■ EXERCISE INSTRUCTIONS:
Print the data again, exactly.

■ GIVEN RECORDS:
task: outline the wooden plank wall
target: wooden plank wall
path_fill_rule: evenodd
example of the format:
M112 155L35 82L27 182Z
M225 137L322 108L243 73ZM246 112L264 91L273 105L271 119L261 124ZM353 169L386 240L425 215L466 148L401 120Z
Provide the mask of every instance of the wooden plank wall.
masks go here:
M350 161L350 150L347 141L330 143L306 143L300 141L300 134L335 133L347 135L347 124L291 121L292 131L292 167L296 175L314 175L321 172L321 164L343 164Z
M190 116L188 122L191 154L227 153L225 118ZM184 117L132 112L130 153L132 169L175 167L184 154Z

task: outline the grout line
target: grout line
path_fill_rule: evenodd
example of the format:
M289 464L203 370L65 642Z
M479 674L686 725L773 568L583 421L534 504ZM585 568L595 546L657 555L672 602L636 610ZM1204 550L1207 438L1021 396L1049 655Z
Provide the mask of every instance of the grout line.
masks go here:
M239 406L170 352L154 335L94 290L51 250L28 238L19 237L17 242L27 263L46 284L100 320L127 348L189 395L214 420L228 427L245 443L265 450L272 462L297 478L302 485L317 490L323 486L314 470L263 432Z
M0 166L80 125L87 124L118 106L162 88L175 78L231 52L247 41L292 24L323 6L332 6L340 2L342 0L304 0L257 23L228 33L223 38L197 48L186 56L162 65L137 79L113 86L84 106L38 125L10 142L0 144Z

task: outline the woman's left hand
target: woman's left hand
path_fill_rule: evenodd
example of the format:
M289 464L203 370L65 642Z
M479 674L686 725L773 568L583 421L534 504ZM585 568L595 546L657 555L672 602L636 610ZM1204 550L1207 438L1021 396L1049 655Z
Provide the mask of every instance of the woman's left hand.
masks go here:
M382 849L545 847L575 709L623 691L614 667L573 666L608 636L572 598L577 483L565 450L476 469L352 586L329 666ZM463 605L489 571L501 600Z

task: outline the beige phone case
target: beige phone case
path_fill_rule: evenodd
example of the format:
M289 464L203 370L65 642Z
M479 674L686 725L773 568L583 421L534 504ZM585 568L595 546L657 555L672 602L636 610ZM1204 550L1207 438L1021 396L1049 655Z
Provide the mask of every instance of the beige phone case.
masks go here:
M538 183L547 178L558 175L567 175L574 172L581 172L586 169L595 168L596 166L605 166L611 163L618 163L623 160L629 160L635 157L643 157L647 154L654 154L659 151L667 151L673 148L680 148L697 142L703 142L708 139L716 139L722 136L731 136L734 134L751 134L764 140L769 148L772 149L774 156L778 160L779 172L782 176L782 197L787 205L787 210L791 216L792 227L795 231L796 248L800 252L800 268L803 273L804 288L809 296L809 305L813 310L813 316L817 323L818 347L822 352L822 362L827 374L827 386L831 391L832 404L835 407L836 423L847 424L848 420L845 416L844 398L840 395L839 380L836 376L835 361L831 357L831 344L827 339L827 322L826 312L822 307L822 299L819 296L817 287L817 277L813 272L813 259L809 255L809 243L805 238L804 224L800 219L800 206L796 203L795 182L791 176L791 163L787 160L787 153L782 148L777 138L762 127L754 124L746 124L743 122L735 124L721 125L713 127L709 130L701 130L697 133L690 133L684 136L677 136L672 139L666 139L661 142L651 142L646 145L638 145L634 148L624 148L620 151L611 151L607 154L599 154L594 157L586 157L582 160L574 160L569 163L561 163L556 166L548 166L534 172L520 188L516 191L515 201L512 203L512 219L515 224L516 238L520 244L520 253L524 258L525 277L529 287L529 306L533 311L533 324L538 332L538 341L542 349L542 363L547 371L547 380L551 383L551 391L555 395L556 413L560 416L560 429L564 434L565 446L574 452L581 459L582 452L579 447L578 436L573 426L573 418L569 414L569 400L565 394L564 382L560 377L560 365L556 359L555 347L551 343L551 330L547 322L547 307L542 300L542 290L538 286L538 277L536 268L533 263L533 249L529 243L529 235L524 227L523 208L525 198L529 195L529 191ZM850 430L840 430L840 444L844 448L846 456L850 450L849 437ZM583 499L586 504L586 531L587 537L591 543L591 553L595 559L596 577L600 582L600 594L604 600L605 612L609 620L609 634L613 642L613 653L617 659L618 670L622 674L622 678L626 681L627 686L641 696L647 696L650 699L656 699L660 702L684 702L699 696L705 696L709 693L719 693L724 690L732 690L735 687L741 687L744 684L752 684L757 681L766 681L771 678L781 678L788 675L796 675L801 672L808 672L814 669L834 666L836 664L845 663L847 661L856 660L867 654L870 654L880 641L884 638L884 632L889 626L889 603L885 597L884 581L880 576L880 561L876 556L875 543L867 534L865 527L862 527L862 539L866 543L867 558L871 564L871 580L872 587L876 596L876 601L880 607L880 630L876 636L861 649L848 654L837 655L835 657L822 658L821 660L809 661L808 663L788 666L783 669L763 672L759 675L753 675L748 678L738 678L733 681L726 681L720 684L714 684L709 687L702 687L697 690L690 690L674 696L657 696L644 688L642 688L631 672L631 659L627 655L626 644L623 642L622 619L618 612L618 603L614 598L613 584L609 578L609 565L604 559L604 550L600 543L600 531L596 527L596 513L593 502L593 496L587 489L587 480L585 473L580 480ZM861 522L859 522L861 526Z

■ WRITTEN SOLUTION:
task: outline the wooden plank wall
target: wooden plank wall
path_fill_rule: evenodd
example of the format:
M112 155L35 82L27 182Z
M225 137L322 108L243 73ZM246 112L264 91L273 105L271 119L261 124ZM353 169L386 240L425 215L466 148L401 120Z
Provide the mask of every instance of the wooden plank wall.
masks go here:
M350 161L350 150L347 141L330 143L306 143L300 141L300 134L335 133L347 135L347 124L291 121L292 131L292 167L296 175L314 175L321 172L321 164L343 164Z
M190 116L188 122L191 154L227 153L225 118ZM184 117L132 112L130 153L132 169L175 167L184 154Z

task: outline the grout line
target: grout line
path_fill_rule: evenodd
example of the format:
M289 464L203 370L65 642Z
M479 674L686 725L773 568L583 421L534 504ZM585 568L595 546L657 555L672 602L636 610ZM1204 550L1207 438L1021 396L1049 655Z
Provide the mask of every instance of the grout line.
masks go here:
M239 406L170 352L154 335L94 290L51 250L28 238L19 237L17 242L27 263L46 284L100 320L127 348L189 395L214 420L228 427L245 443L265 450L272 462L297 478L302 485L317 490L323 486L314 470L263 432Z
M0 166L80 125L87 124L118 106L162 88L175 78L231 52L247 41L292 24L323 6L332 6L340 2L342 0L304 0L257 23L228 33L223 38L197 48L186 56L162 65L137 79L113 86L84 106L38 125L10 142L0 144Z

task: outline the woman's left hand
target: woman's left hand
path_fill_rule: evenodd
example of the format:
M289 464L203 370L65 642Z
M479 674L686 725L773 568L583 421L534 504ZM585 568L595 546L657 555L672 602L636 610ZM1204 550L1207 438L1021 396L1049 655Z
Provide the mask of every instance of the woman's left hand.
masks go here:
M382 849L545 847L575 709L623 691L614 667L573 666L608 636L572 598L577 483L565 450L476 469L352 586L329 666ZM463 605L489 571L501 600Z

task: outline the beige phone case
target: beige phone case
path_fill_rule: evenodd
example of the format:
M289 464L203 370L65 642Z
M479 674L686 725L773 568L583 421L534 504ZM585 568L595 546L657 555L672 602L636 610ZM1204 550L1207 438L1021 396L1049 655Z
Provide the mask of every instance of the beige phone case.
masks go here:
M538 183L547 178L558 175L567 175L574 172L581 172L586 169L595 168L596 166L605 166L611 163L618 163L623 160L629 160L635 157L643 157L647 154L654 154L659 151L667 151L673 148L680 148L697 142L703 142L708 139L716 139L722 136L731 136L734 134L751 134L764 140L769 148L772 149L774 156L778 160L779 172L782 176L782 197L787 205L787 210L791 216L792 227L795 231L796 248L800 252L800 268L803 273L804 288L809 296L809 305L813 310L813 316L817 323L818 347L822 352L822 362L827 374L827 386L831 391L832 404L835 407L836 423L847 424L848 420L845 416L844 398L840 395L839 380L836 376L835 361L831 357L831 344L827 339L827 322L826 312L822 307L822 299L819 296L817 287L817 277L813 272L813 259L809 255L809 243L805 238L804 224L800 219L800 206L796 203L795 182L791 176L791 163L787 160L787 153L782 148L777 138L762 127L754 124L746 124L743 122L735 124L721 125L713 127L709 130L701 130L697 133L690 133L684 136L677 136L672 139L666 139L661 142L651 142L646 145L638 145L634 148L624 148L620 151L611 151L607 154L599 154L594 157L586 157L582 160L574 160L569 163L561 163L556 166L548 166L534 172L520 188L516 191L515 201L512 203L512 219L515 224L516 238L520 244L520 253L524 258L525 277L529 287L529 306L533 311L533 324L538 332L538 341L542 349L542 363L547 371L547 380L551 383L551 391L555 395L556 413L560 416L560 429L564 434L565 446L574 452L581 459L582 452L579 447L578 436L573 426L573 418L569 414L569 400L565 394L564 382L560 377L560 365L556 359L555 347L551 343L551 330L547 322L547 307L542 300L542 290L538 286L538 277L536 268L533 263L533 249L529 243L529 235L524 227L523 208L525 198L529 195L529 191ZM850 430L840 430L840 444L844 448L846 456L850 450L849 437ZM583 499L586 504L586 531L587 537L591 543L591 553L595 559L596 577L600 582L600 594L604 600L605 612L609 620L609 634L613 642L613 653L617 659L618 670L622 674L622 678L626 681L627 686L641 696L647 696L650 699L656 699L660 702L684 702L699 696L705 696L709 693L719 693L724 690L732 690L735 687L741 687L744 684L752 684L757 681L766 681L771 678L781 678L788 675L796 675L801 672L808 672L814 669L834 666L836 664L845 663L847 661L856 660L867 654L870 654L880 641L884 638L884 632L889 626L889 603L885 597L884 581L880 576L880 561L876 556L875 543L867 534L865 527L862 527L862 539L866 543L867 558L871 564L871 580L872 587L876 596L876 601L880 607L880 630L876 636L861 649L848 654L837 655L835 657L822 658L821 660L809 661L808 663L788 666L783 669L763 672L759 675L753 675L748 678L738 678L733 681L726 681L720 684L714 684L709 687L702 687L697 690L690 690L674 696L657 696L644 688L642 688L631 672L631 659L627 655L626 644L623 642L622 619L618 612L618 603L614 598L613 584L609 578L609 565L604 559L604 550L600 543L600 531L596 527L596 513L593 502L593 496L587 489L587 480L585 473L580 480ZM861 522L859 522L861 526Z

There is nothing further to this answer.